-------- TASK MATERIAL

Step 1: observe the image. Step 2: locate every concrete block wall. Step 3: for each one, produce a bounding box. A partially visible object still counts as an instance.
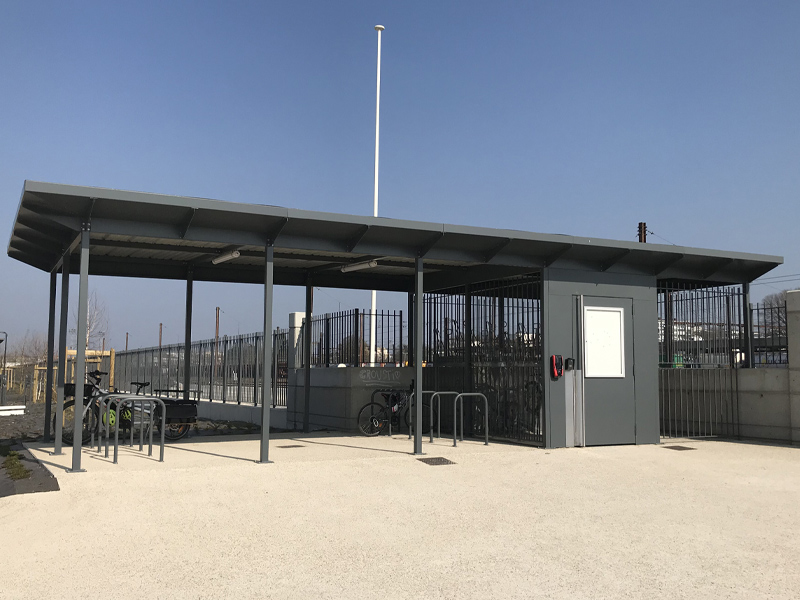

----------------
-------- TASK MATERIAL

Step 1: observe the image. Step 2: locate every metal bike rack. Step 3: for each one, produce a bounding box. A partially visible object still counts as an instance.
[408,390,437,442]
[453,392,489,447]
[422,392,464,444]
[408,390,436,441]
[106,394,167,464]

----------------

DIRECTIONS FOR THIS TASK: Can you update the entries from the line with "Step 1: observe the image. Step 2: locate every metal" up to and including the line with "[106,394,167,464]" by changing "bike rack" to "bicycle rack" and leaving everything else the same? Give back only those lines.

WRITTEN RESPONSE:
Step 1: observe the image. Step 2: locate every metal bicycle rack. Step 3: for each one, produce a bounding box. A partially visible object still counts as an instance.
[408,390,437,442]
[453,392,489,447]
[422,392,464,444]
[408,390,436,441]
[106,394,167,464]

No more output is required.